Start of DATA FOR THIS TASK

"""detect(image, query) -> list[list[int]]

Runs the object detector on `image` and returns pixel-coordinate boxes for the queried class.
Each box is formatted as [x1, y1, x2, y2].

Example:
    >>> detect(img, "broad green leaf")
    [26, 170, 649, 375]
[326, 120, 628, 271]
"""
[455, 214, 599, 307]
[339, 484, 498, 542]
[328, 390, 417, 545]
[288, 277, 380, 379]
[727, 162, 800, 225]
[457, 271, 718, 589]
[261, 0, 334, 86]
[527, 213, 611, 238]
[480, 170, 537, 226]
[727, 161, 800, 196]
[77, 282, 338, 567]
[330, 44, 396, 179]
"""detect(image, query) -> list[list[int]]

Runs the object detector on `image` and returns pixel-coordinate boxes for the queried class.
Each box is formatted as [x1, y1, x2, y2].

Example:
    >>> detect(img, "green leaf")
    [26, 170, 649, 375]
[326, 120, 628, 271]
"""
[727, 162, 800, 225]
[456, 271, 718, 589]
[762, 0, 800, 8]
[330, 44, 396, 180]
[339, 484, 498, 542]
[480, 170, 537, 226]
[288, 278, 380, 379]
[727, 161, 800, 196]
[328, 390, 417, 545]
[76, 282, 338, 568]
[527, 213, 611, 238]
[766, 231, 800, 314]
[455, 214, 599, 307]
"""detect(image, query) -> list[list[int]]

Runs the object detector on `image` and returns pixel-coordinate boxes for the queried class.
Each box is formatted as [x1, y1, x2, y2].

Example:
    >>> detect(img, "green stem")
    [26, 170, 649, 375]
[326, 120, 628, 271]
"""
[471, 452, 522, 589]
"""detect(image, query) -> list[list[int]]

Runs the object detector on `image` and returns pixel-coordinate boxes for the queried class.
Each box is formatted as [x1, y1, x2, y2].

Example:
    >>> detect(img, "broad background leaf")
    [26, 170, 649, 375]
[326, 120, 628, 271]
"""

End of DATA FOR THIS TASK

• INSTRUCTIONS FOR THE TASK: Which lines above hold the string "leaf"? Copy each of them.

• OUTPUT FOR THIS EXERCISE:
    >>> detect(img, "broad green leaf")
    >>> detect(img, "green leaf")
    >>> detect(img, "broad background leaf")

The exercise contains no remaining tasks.